Planning for Production

Last updated: 8 minutes read.

So you want to deploy Tyk to production?

There’s a few things worth noting that can ensure high performance of your Tyk Gateway nodes. Here are some of the basic things we do for load testing to make sure machines don’t run out of resources.

Performance Expectations

Our performance testing plan focused on replicating the setup of our customers, and tried not to optimise for “benchmarks”: so no supercomputers and no sub-millisecond inner DC latency. Instead, we tested on a super-low performance 2 CPU Linode machine, with 50ms latency between Tyk and upstream. For testing, we used Tyk Gateway in Multi-Cloud mode, with default config. Test runner was using Locust framework and Boomer for load generation.

With the optimisations outlined below, and using our distributed rate limiter, Tyk can easily handle ~3,000 requests per second with analytics, key authentication, and quota checks enabled.

(A block of data)
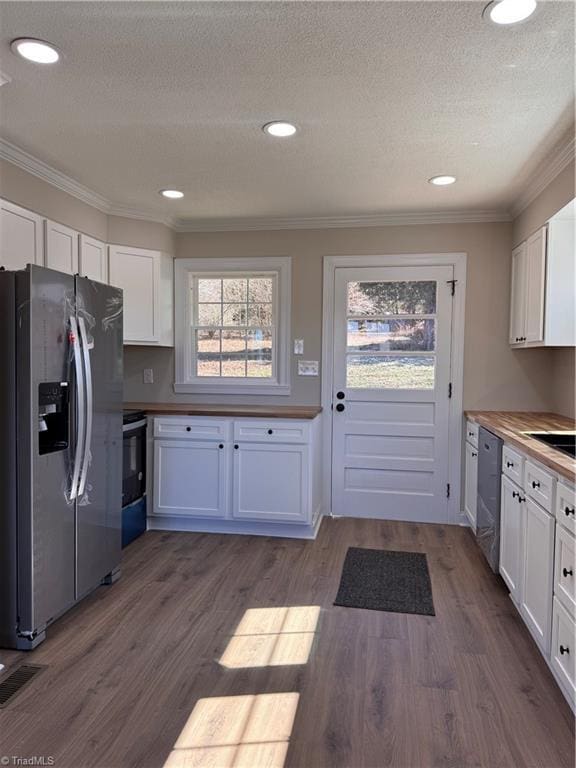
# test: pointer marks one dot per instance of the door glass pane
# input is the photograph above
(417, 297)
(390, 371)
(391, 335)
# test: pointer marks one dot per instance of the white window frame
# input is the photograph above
(185, 382)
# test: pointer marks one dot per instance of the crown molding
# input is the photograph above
(117, 209)
(42, 170)
(27, 162)
(545, 173)
(36, 167)
(340, 222)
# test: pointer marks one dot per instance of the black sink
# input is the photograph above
(561, 441)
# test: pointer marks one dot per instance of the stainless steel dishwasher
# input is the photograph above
(488, 507)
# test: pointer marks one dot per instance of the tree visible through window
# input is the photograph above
(233, 326)
(391, 334)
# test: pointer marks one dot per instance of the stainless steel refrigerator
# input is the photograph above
(60, 446)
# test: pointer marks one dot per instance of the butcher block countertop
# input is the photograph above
(511, 426)
(258, 411)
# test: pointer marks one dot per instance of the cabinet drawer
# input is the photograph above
(192, 428)
(472, 430)
(566, 506)
(272, 431)
(563, 651)
(539, 485)
(564, 581)
(513, 464)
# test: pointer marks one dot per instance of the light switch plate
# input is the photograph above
(307, 367)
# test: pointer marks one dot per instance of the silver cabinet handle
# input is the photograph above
(89, 405)
(80, 406)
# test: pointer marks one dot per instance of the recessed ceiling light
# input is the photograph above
(509, 11)
(442, 181)
(173, 194)
(37, 51)
(280, 129)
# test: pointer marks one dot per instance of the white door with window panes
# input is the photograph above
(392, 338)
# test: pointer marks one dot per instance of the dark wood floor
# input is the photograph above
(127, 667)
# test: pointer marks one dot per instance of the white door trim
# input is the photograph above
(458, 261)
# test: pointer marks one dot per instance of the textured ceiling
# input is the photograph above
(386, 94)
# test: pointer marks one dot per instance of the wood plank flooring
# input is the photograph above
(128, 666)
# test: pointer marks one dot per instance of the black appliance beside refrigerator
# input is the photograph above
(133, 476)
(61, 379)
(488, 499)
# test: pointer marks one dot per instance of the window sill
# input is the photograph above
(231, 389)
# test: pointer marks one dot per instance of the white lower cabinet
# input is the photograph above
(191, 478)
(270, 482)
(511, 537)
(237, 472)
(537, 558)
(537, 571)
(563, 650)
(471, 484)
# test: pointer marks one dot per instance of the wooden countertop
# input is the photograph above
(511, 426)
(259, 411)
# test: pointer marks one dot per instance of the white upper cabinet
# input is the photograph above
(535, 282)
(146, 279)
(518, 295)
(93, 259)
(61, 248)
(21, 237)
(543, 292)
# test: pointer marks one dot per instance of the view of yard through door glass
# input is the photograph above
(233, 321)
(391, 328)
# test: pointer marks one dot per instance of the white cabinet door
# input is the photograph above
(137, 272)
(511, 536)
(535, 286)
(518, 295)
(21, 237)
(271, 483)
(191, 478)
(471, 484)
(61, 248)
(537, 573)
(93, 259)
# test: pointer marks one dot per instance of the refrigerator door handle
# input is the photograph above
(80, 406)
(89, 404)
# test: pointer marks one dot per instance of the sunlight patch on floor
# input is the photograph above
(236, 732)
(272, 637)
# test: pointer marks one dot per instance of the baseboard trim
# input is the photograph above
(239, 527)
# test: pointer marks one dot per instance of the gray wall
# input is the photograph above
(494, 375)
(549, 201)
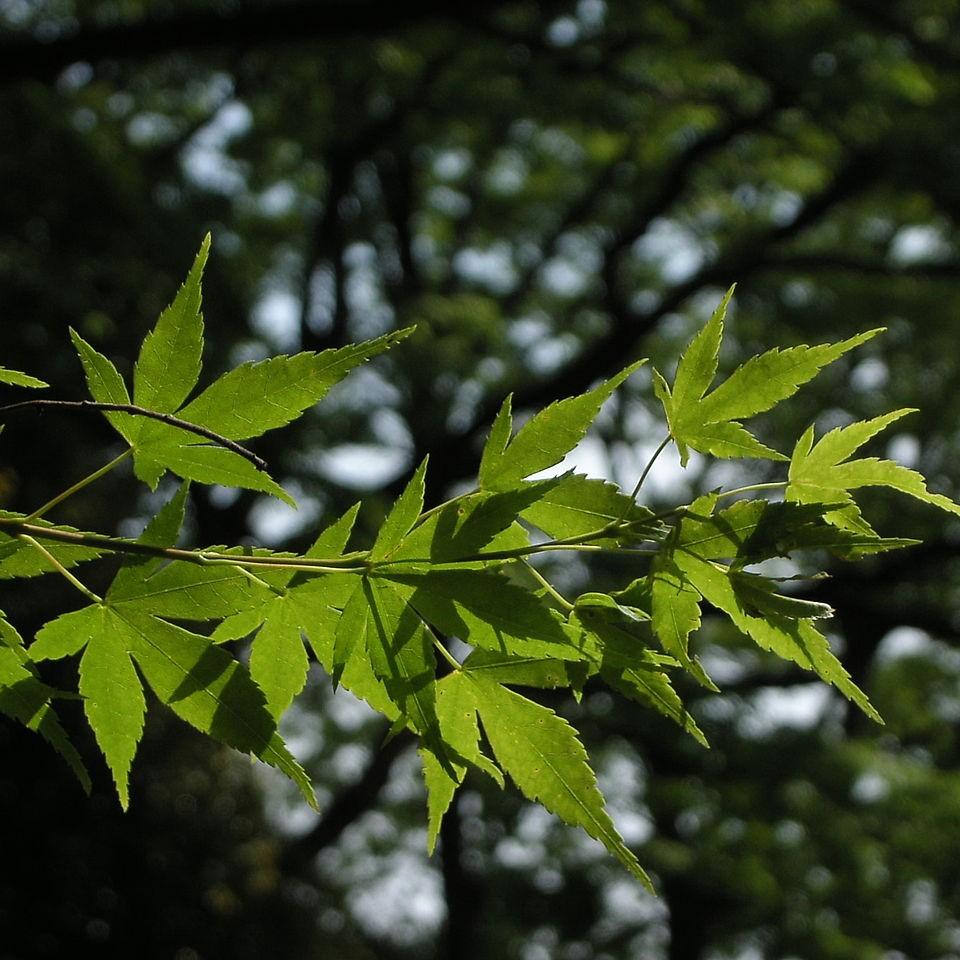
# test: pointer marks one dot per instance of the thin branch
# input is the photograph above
(60, 568)
(136, 411)
(80, 485)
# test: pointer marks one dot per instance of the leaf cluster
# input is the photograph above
(223, 636)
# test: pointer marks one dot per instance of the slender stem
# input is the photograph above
(60, 568)
(776, 485)
(549, 587)
(136, 411)
(446, 654)
(353, 563)
(80, 484)
(279, 591)
(649, 466)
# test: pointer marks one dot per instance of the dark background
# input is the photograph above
(547, 190)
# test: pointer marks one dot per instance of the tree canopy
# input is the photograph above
(547, 190)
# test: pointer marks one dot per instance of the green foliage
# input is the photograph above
(380, 620)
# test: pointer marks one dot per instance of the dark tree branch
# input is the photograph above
(456, 457)
(348, 805)
(249, 26)
(327, 240)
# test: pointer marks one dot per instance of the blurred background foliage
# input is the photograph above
(548, 189)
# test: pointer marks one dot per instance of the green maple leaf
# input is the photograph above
(483, 608)
(198, 680)
(261, 396)
(377, 624)
(17, 379)
(402, 516)
(823, 472)
(544, 440)
(26, 699)
(245, 402)
(578, 505)
(707, 422)
(546, 760)
(18, 559)
(621, 637)
(278, 658)
(460, 735)
(779, 624)
(462, 531)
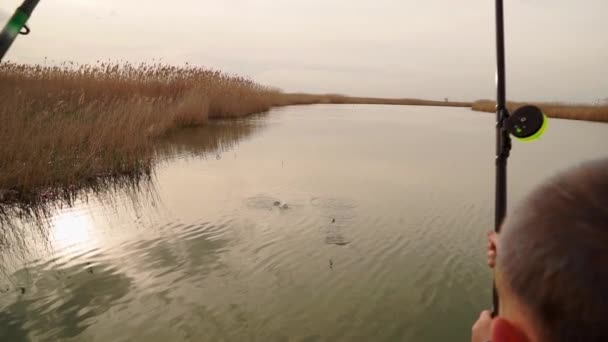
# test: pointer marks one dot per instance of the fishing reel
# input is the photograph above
(527, 123)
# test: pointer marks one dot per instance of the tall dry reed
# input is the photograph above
(62, 126)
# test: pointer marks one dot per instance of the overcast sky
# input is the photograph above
(556, 49)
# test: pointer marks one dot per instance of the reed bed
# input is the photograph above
(597, 113)
(64, 126)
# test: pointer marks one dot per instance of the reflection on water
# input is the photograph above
(329, 224)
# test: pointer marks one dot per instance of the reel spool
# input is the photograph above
(527, 123)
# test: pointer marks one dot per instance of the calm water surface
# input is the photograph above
(382, 238)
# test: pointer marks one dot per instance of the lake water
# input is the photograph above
(383, 237)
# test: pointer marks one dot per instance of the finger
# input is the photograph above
(493, 238)
(485, 314)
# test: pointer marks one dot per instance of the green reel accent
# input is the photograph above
(539, 133)
(16, 23)
(527, 123)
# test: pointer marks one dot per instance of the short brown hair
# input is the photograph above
(554, 254)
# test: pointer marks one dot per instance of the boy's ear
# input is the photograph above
(505, 331)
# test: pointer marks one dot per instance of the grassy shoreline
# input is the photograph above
(68, 126)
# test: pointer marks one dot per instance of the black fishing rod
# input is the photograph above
(526, 123)
(16, 25)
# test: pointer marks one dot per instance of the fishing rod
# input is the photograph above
(16, 25)
(526, 123)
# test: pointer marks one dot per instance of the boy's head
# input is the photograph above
(552, 264)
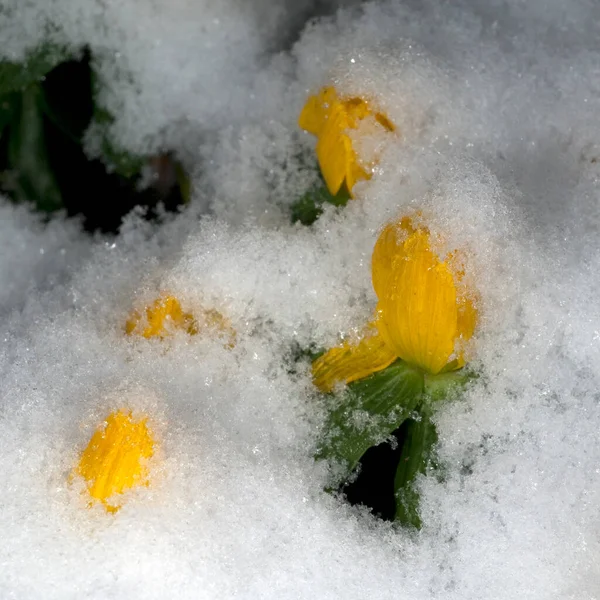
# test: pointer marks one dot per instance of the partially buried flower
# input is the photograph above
(425, 313)
(165, 316)
(329, 118)
(116, 458)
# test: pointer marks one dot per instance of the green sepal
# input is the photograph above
(310, 207)
(419, 438)
(448, 385)
(368, 411)
(29, 176)
(16, 76)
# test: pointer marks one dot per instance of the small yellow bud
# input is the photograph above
(163, 315)
(115, 460)
(329, 117)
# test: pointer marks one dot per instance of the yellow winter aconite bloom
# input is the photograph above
(329, 118)
(165, 316)
(425, 314)
(115, 460)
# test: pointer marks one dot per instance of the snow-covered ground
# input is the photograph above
(497, 106)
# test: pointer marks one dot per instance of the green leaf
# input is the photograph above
(448, 385)
(310, 207)
(369, 411)
(30, 177)
(419, 439)
(15, 76)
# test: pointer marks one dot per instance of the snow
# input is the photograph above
(496, 104)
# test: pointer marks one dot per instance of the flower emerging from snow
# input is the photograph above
(329, 117)
(115, 460)
(424, 315)
(165, 316)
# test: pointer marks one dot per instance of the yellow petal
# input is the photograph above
(418, 306)
(163, 315)
(351, 362)
(115, 459)
(329, 118)
(317, 109)
(334, 150)
(389, 247)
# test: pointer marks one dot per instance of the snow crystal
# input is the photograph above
(496, 109)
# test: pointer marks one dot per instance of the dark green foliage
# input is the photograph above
(310, 207)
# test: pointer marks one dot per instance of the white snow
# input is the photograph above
(497, 107)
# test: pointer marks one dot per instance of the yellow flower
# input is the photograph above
(163, 315)
(329, 117)
(166, 315)
(115, 460)
(425, 314)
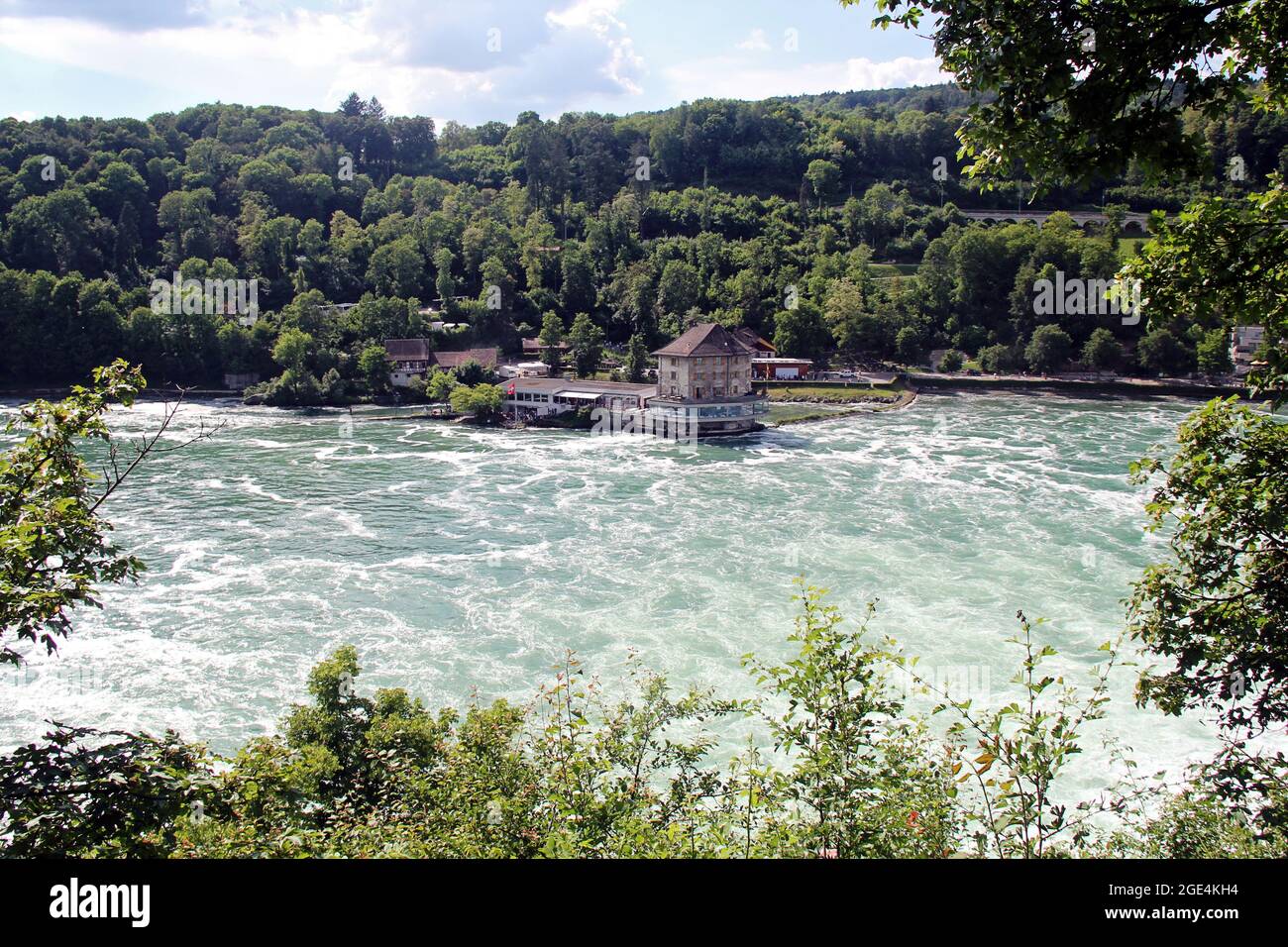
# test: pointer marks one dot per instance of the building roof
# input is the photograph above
(455, 360)
(421, 351)
(407, 350)
(535, 346)
(707, 339)
(750, 338)
(557, 385)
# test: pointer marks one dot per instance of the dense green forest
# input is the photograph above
(741, 204)
(782, 215)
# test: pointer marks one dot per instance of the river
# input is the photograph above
(465, 562)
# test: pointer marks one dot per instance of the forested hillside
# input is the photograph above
(782, 215)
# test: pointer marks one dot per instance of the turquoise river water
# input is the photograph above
(465, 562)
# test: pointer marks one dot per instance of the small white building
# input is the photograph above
(524, 369)
(1244, 343)
(537, 397)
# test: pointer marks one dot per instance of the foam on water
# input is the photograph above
(459, 558)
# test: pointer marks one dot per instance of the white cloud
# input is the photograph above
(735, 77)
(755, 42)
(415, 55)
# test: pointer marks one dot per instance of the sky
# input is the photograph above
(473, 60)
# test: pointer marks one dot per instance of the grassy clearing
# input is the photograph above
(795, 414)
(832, 394)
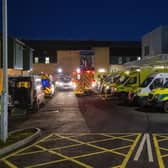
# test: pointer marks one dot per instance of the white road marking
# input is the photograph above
(146, 138)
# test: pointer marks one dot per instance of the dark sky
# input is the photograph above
(85, 19)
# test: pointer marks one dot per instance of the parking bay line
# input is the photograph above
(146, 138)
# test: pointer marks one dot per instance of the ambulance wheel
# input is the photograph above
(165, 107)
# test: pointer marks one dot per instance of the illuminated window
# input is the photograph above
(47, 60)
(36, 60)
(120, 60)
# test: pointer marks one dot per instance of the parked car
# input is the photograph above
(26, 92)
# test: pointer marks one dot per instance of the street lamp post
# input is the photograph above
(4, 98)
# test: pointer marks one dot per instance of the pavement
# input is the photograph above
(90, 132)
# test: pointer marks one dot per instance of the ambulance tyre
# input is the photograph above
(165, 107)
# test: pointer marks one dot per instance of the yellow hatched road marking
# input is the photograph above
(121, 137)
(27, 147)
(124, 163)
(123, 147)
(97, 147)
(66, 157)
(11, 165)
(165, 149)
(166, 155)
(89, 154)
(159, 157)
(29, 153)
(45, 164)
(116, 166)
(45, 139)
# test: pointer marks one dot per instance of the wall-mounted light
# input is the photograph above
(101, 70)
(78, 70)
(139, 58)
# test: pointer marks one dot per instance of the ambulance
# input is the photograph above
(153, 81)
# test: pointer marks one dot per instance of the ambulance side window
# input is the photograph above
(157, 83)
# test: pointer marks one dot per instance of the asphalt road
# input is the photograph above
(88, 131)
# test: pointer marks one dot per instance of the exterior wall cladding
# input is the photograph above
(67, 53)
(155, 42)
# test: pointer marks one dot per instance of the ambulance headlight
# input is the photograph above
(107, 87)
(157, 96)
(60, 84)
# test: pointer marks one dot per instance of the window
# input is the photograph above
(47, 60)
(36, 60)
(146, 50)
(127, 59)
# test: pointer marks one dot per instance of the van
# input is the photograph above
(153, 81)
(26, 92)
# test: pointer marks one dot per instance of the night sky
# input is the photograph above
(122, 20)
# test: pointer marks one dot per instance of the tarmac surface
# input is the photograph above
(92, 132)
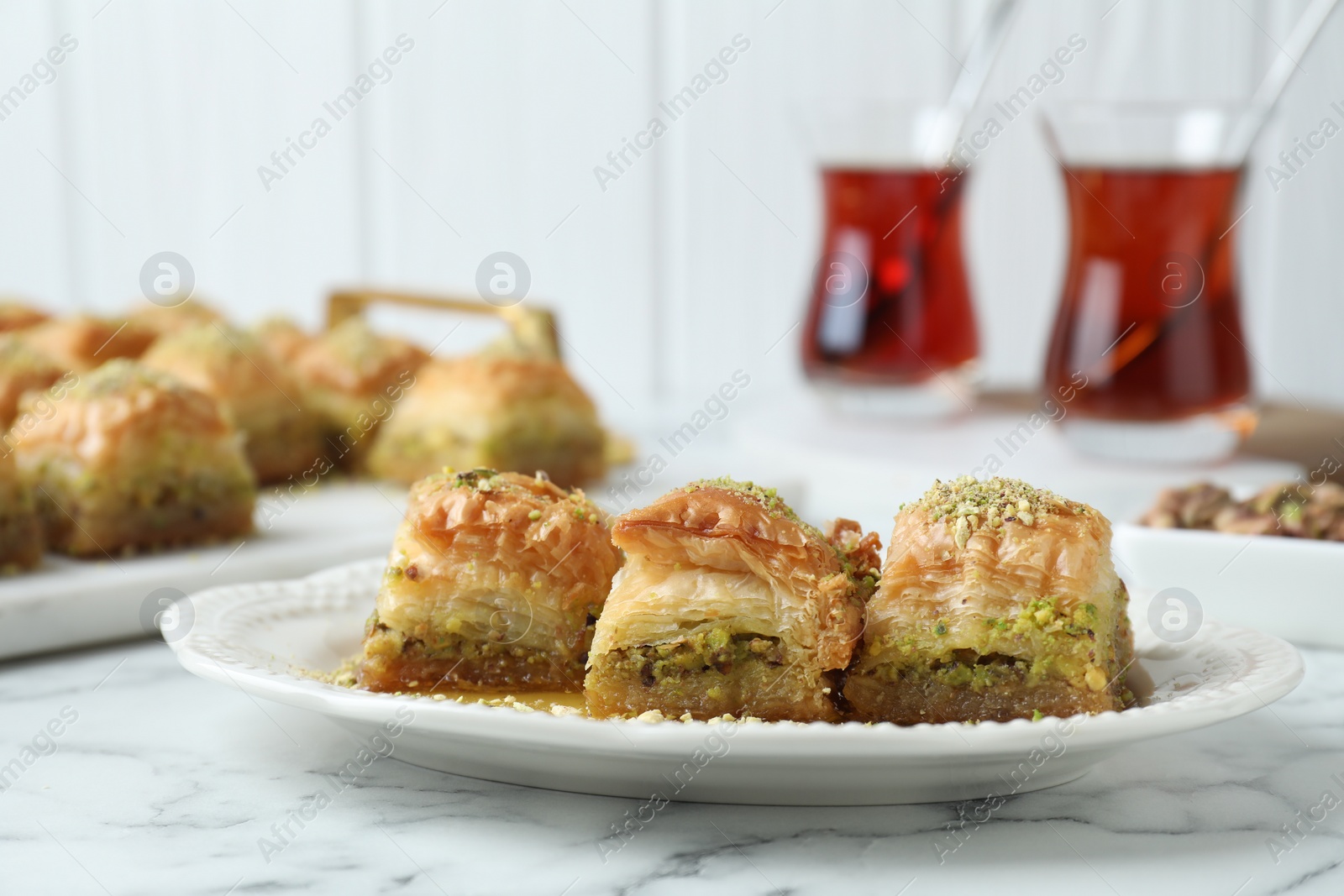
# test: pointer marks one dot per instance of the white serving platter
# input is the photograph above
(71, 604)
(1287, 587)
(260, 637)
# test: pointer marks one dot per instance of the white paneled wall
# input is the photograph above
(486, 132)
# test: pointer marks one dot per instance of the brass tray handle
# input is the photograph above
(534, 329)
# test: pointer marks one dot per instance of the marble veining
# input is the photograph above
(167, 783)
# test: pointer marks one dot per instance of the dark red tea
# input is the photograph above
(890, 302)
(1149, 313)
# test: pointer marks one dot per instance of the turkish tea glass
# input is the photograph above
(890, 327)
(1148, 342)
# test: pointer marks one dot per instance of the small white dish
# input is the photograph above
(260, 637)
(1288, 587)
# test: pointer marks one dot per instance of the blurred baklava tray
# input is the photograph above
(134, 458)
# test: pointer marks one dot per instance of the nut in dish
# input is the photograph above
(998, 600)
(492, 410)
(494, 582)
(255, 392)
(1292, 510)
(729, 604)
(134, 458)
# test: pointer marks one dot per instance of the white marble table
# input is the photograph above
(165, 783)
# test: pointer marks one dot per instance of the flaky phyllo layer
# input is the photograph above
(729, 604)
(995, 582)
(495, 564)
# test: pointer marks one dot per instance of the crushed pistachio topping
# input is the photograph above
(487, 479)
(984, 506)
(768, 499)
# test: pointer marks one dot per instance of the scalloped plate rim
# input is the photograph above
(492, 725)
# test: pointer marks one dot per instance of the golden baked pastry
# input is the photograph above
(20, 533)
(81, 343)
(729, 604)
(22, 369)
(354, 378)
(134, 458)
(282, 338)
(998, 600)
(15, 316)
(255, 392)
(497, 411)
(161, 322)
(494, 582)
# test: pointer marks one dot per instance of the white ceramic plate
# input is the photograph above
(255, 637)
(1288, 587)
(69, 604)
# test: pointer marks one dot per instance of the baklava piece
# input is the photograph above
(22, 369)
(998, 602)
(494, 584)
(259, 398)
(354, 378)
(81, 343)
(17, 316)
(134, 458)
(20, 533)
(487, 410)
(729, 604)
(282, 338)
(161, 320)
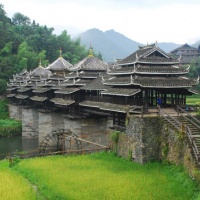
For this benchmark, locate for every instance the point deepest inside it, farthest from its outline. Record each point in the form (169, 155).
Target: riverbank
(98, 176)
(8, 127)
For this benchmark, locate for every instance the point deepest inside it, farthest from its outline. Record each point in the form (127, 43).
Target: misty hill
(112, 44)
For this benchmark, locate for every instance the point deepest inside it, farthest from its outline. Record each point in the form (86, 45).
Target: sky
(144, 21)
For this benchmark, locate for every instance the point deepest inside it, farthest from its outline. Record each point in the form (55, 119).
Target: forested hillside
(24, 42)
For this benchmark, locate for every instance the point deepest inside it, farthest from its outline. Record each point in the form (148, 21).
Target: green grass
(8, 127)
(104, 176)
(193, 100)
(14, 186)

Objective 1:
Answer these from the Tyk production-planning passage:
(a) What machine was used for the performance tests?
(b) Which tools were used for the test runner and for load generation?
(c) About how many requests per second can Tyk handle with analytics, key authentication, and quota checks enabled?
Objective 2: Duplicate the part of the Tyk production-planning passage starting at "Performance Expectations" and ending at "for load generation.".

Task response 1:
(a) A super-low performance 2 CPU Linode machine.
(b) The Locust framework and Boomer.
(c) About 3,000 requests per second.

Task response 2:
Performance Expectations

Our performance testing plan focused on replicating the setup of our customers, and tried not to optimise for “benchmarks”: so no supercomputers and no sub-millisecond inner DC latency. Instead, we tested on a super-low performance 2 CPU Linode machine, with 50ms latency between Tyk and upstream. For testing, we used Tyk Gateway in Multi-Cloud mode, with default config. Test runner was using Locust framework and Boomer for load generation.